**WHAT THE TASK REQUIRES**
Continue the article about swimmer Brown's comeback from hip surgery, picking up right after its final sentence.

[[ STUDY TEXT open ]]

When Brown arrived at the hospital, the surgeon told him there were two options: He could get a hip replacement, ruining his swimming career, or have three screws put through the bones in his leg, giving him a chance to swim again.

Brown decided to have the screws placed in his leg, starting a recovery that he hoped would allow him the opportunity to try out for the 2012 Olympics. The effort has brought Brown across the country to Columbia, where he found the conditions right for a return to the pool and an improbable chance to compete at the U.S. Olympic Trials.  

"At that point, my chances of getting back in the water to make the Olympic team were 50-50,” Brown said of the surgery.

Afterward, Brown was in a wheelchair for three months and on crutches for a month and a half after that. Brown then had physical therapy for three months.

“The one thing about physical therapy that was frustrating was that they always wanting me to do less than I wanted to do," Brown said. "I always wanted to do more like any athlete, but they told me I couldn’t or else I would hurt myself.” 

In August 2010, Brown began training for the U.S. national team. He was no longer a Wildcats swimmer, but he continued to train at Arizona. He soon became frustrated with the direction of his training after his former coach Greg Rhodenbaugh had left the Wildcats to become the new head coach for Missouri’s swimming and diving team.

“Part of my frustration with staying in Arizona was I had just come off an injury,” Brown said. “And my coach, who I had developed such a strong relationship with, just left. I didn’t really have a coach at the time. I was kind of being pawned off to different coaches at the time, and that was tough as well. I didn’t feel like I had a focused recovery plan.”

Brown came to visit his former coach at Missouri during the Missouri Grand Prix in February 2011. After talking with Rhodenbaugh, Brown decided to move to Missouri to train and to continue his academics as a graduate student. Brown then resumed his training in May in Columbia and made the U.S. national team again in August.

[[ STUDY TEXT closed ]]
[[ INFORMATION SHOWN open ]]

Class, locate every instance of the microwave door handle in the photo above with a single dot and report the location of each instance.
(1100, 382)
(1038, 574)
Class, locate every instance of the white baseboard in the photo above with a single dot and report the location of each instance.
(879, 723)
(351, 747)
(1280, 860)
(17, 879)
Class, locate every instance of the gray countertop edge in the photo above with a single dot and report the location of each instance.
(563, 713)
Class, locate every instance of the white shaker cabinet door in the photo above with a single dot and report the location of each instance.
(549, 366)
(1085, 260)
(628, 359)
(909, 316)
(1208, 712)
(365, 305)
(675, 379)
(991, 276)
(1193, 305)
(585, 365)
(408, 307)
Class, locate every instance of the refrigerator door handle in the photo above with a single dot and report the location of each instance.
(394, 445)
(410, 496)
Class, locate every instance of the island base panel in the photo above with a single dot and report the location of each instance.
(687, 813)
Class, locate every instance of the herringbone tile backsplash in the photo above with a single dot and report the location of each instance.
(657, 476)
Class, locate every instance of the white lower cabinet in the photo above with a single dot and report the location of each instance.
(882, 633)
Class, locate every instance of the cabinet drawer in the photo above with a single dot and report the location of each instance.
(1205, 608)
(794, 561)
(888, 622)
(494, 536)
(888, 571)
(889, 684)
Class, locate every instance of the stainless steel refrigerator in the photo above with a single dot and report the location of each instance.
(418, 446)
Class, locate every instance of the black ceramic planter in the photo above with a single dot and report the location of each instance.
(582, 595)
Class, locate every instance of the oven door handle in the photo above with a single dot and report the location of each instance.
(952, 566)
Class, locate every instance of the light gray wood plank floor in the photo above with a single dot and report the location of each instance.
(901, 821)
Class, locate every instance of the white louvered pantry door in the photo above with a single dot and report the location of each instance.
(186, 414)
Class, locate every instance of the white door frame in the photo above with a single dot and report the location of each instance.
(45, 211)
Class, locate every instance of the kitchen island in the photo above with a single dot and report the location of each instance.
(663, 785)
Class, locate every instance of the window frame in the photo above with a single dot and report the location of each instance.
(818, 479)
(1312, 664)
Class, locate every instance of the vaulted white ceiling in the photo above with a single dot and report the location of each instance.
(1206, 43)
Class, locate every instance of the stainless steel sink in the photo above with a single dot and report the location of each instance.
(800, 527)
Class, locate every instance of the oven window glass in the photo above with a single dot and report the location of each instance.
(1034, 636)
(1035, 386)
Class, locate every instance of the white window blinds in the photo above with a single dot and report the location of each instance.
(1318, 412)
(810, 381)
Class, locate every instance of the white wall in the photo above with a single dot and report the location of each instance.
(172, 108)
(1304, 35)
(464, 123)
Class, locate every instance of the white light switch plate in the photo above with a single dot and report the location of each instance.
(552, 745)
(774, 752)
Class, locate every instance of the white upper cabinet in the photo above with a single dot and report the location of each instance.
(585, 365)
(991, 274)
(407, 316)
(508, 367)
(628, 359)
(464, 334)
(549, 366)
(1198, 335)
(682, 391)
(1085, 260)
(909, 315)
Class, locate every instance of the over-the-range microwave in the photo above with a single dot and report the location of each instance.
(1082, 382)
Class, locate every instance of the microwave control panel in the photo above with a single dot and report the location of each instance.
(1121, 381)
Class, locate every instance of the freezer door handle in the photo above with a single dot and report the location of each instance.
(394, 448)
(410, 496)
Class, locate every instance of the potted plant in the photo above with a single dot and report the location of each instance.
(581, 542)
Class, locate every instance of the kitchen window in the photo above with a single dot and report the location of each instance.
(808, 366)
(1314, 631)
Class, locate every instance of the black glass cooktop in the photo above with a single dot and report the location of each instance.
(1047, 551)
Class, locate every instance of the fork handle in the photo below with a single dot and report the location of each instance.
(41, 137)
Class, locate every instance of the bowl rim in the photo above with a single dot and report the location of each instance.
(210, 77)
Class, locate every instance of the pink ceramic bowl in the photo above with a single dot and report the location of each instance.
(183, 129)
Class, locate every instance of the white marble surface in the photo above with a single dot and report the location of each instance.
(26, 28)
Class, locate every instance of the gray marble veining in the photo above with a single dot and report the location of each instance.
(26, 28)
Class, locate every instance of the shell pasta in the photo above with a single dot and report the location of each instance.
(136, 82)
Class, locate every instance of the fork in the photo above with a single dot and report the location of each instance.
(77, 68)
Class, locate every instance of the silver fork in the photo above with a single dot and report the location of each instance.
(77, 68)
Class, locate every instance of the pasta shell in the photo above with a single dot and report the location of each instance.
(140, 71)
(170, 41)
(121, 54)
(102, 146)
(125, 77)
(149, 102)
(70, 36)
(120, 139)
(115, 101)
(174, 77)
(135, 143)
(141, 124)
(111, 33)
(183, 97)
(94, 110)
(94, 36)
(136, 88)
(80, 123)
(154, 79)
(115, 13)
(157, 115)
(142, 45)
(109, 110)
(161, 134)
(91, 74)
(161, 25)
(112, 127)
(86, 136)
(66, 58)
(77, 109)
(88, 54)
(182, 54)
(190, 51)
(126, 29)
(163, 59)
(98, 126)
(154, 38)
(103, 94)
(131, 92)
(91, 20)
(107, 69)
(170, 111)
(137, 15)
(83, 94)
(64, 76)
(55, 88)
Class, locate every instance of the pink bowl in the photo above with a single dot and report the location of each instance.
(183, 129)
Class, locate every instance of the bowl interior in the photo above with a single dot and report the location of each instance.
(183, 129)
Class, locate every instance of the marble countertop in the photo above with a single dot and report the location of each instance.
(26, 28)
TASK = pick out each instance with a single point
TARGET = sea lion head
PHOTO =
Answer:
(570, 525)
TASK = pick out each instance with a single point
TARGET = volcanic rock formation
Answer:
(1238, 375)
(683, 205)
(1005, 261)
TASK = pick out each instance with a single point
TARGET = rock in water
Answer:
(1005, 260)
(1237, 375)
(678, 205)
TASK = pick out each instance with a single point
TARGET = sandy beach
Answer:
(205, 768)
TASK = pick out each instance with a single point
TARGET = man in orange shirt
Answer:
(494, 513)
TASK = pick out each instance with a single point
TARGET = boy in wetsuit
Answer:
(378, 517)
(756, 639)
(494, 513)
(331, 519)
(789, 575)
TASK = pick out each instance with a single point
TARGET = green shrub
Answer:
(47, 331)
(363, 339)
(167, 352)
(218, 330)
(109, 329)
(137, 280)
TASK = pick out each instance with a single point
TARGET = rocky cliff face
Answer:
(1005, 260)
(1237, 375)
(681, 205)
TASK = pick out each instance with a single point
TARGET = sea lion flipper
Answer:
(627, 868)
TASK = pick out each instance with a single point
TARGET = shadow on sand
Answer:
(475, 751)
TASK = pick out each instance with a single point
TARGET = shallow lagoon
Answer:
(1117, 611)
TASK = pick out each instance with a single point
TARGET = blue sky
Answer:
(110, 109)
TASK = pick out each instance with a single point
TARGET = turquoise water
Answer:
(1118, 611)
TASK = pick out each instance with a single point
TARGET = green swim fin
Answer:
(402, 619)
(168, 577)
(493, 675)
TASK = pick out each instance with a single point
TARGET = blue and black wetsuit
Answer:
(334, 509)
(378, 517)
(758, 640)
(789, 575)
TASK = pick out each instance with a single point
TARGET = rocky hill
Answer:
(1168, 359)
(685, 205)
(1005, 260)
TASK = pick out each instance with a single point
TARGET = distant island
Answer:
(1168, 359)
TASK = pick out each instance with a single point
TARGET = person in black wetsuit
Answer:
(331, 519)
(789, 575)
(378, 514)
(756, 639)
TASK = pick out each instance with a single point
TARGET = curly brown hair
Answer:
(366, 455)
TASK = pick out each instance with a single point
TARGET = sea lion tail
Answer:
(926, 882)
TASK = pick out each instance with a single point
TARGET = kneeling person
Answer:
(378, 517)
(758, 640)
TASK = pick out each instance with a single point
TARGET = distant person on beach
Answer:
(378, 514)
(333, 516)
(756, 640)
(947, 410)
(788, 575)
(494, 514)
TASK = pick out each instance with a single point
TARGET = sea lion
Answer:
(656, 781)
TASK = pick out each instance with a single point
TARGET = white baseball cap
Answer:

[[ INFORMATION SHOWN closed ]]

**TASK ANSWER**
His next goal is making the U.S. Olympic team, and his coach has confidence Brown can make it.

“I think he’s got a great shot at making the Olympic team,” Rhodenbaugh said. “I think he could be one of the guys that could knock out one of the two top guys out. He’s already put himself back in that position.”

Even though Brown’s injury might seem like it’s hindered his swimming career, Rhodenbaugh said he thinks Brown has become a better person because of the injury.

“Jack worked through something that was pretty large and came out better from it, Rhodenbaugh said. "That’s what we are supposed to do as people, if we are approaching life in a healthy, productive way. We are given trials that we have to overcome. So I think that it says a lot about his character, that he was able to handle all of that.”

Brown will need to be one of the top two finishers at the Olympic Trials in July in order to make the Olympics. Although he is confident he can make the team, he also realizes this swim could be his last.

“I consider the Olympic trials to be the last swim of my career if I don’t make the team,” Brown said. “But, I want to leave the sport knowing that I've done everything in my power to make the team. My goal is to go there, swim my race and make the team.”

Brown’s leg still bothers him when he trains or swims, but he’s learning to not focus on the pain.

“The pins in my leg aren’t flush in with my bone, so I get a lot of grinding and popping and stuff," Brown said. "I’ve been told it's not a big thing, but it's actually excruciating. It's something I’ve learned to put in the back of my mind and not think about it, but it’s still really uncomfortable.”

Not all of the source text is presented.